● **Exercise**:
Reproduce the entries below word for word, starting with the line containing "Annotation task — tag each instance of the brick" and ending with the line containing "pixel 945 57", inclusive.

□ □ □ □ □ □ □

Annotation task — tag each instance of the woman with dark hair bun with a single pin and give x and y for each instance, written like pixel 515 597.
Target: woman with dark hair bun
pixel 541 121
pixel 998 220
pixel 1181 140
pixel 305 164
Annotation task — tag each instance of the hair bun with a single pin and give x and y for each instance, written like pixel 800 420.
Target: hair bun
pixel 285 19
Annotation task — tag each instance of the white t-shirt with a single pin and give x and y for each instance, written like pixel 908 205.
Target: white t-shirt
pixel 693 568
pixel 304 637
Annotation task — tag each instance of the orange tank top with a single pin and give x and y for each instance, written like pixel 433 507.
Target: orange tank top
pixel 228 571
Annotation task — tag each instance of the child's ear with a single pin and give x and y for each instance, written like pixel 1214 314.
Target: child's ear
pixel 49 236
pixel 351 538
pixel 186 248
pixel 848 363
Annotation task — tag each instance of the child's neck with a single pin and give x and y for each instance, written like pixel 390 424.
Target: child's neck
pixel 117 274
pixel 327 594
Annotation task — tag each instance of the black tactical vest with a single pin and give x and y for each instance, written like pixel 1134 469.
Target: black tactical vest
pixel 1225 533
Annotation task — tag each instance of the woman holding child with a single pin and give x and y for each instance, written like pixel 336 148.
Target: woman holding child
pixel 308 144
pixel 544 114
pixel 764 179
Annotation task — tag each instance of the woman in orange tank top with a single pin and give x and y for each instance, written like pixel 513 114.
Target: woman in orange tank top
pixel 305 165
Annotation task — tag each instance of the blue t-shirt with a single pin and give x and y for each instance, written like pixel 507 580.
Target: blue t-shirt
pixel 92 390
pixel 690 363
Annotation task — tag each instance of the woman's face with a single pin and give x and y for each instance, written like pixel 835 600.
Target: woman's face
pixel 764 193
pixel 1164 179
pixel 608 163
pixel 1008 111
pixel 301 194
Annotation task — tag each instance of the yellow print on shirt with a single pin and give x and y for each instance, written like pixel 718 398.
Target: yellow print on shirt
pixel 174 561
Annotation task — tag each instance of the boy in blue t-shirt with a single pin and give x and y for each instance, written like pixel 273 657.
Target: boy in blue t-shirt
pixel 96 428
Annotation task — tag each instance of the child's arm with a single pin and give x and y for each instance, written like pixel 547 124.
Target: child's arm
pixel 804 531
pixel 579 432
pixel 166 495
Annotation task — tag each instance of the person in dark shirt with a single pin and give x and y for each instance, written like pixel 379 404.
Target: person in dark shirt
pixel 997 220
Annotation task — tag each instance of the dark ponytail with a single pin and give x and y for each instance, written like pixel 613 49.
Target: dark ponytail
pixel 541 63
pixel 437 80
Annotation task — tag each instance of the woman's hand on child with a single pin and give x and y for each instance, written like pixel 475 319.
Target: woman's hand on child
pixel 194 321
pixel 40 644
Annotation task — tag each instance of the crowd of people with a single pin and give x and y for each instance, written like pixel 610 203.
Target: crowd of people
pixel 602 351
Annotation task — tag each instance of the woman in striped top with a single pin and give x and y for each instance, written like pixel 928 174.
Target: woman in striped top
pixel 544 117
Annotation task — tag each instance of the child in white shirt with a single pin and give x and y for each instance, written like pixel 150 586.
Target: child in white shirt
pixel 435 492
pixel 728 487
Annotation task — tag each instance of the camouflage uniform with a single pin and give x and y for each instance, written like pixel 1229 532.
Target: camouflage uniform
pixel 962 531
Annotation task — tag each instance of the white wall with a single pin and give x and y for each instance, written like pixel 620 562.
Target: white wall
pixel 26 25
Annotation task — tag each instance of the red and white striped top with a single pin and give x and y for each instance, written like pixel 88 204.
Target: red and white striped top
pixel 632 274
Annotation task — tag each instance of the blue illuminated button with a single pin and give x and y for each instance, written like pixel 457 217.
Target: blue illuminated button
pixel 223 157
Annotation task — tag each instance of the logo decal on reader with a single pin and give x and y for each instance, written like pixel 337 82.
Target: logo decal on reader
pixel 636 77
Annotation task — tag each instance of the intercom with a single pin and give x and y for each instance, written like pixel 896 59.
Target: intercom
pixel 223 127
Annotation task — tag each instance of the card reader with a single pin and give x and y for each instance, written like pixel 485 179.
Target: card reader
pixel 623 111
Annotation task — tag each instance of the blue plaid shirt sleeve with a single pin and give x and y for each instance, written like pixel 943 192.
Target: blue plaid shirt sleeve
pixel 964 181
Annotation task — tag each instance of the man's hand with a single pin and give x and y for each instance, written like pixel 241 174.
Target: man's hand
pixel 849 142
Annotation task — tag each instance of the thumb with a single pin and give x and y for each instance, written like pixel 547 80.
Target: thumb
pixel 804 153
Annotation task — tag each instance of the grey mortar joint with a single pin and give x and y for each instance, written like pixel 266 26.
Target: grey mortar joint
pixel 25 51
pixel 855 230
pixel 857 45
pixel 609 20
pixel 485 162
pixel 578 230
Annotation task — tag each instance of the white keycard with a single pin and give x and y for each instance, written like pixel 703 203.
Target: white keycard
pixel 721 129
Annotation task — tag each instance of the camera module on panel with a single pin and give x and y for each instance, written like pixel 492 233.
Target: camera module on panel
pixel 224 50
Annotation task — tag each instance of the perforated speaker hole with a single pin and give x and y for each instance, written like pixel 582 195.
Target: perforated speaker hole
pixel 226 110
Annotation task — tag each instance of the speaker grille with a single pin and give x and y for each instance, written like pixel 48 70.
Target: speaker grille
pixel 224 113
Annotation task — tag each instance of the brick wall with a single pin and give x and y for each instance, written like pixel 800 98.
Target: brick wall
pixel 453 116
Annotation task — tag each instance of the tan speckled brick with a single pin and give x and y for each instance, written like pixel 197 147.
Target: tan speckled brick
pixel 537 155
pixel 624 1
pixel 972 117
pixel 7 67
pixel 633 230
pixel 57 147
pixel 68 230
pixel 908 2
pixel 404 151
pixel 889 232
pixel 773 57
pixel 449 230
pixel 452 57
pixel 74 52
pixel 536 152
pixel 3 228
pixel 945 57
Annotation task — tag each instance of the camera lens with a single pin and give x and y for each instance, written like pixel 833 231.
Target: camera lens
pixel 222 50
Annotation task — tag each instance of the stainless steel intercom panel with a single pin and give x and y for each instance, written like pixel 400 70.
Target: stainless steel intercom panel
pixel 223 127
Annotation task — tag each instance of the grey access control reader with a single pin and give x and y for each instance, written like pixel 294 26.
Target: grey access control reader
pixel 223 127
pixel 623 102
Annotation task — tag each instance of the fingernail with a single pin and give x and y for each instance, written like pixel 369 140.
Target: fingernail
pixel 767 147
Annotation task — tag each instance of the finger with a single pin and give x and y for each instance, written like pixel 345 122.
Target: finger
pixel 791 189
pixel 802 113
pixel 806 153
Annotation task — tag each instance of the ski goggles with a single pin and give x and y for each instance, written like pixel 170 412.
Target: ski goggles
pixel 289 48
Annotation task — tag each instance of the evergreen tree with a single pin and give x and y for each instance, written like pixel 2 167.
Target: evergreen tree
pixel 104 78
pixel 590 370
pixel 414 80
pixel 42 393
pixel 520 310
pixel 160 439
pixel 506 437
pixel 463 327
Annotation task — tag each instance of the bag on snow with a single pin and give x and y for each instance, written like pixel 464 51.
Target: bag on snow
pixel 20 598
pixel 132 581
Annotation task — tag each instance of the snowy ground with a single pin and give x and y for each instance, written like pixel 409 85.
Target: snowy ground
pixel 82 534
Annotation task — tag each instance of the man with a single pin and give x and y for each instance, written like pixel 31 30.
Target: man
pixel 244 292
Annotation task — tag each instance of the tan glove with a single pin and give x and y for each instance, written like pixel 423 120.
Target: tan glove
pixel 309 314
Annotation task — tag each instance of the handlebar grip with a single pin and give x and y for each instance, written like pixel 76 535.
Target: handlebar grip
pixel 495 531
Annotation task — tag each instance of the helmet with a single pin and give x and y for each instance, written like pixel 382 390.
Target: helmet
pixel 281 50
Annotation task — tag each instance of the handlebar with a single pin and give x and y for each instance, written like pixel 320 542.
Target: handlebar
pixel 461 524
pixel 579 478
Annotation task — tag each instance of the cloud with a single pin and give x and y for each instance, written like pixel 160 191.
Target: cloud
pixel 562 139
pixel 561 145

□ □ □ □ □ □ □

● **Answer in full**:
Annotation task — tag each instance of the brick wall with a single pin and give x and y for each instance, written like pixel 800 98.
Target: brick wall
pixel 453 116
Annotation task — tag each instance of the tan speckled brick with a single pin and give x and y for each instance, written like pixel 197 147.
Target: tan speckled brick
pixel 537 155
pixel 624 1
pixel 972 117
pixel 7 67
pixel 633 230
pixel 57 147
pixel 68 230
pixel 908 2
pixel 404 151
pixel 889 232
pixel 773 57
pixel 449 230
pixel 452 57
pixel 74 52
pixel 536 152
pixel 3 228
pixel 945 57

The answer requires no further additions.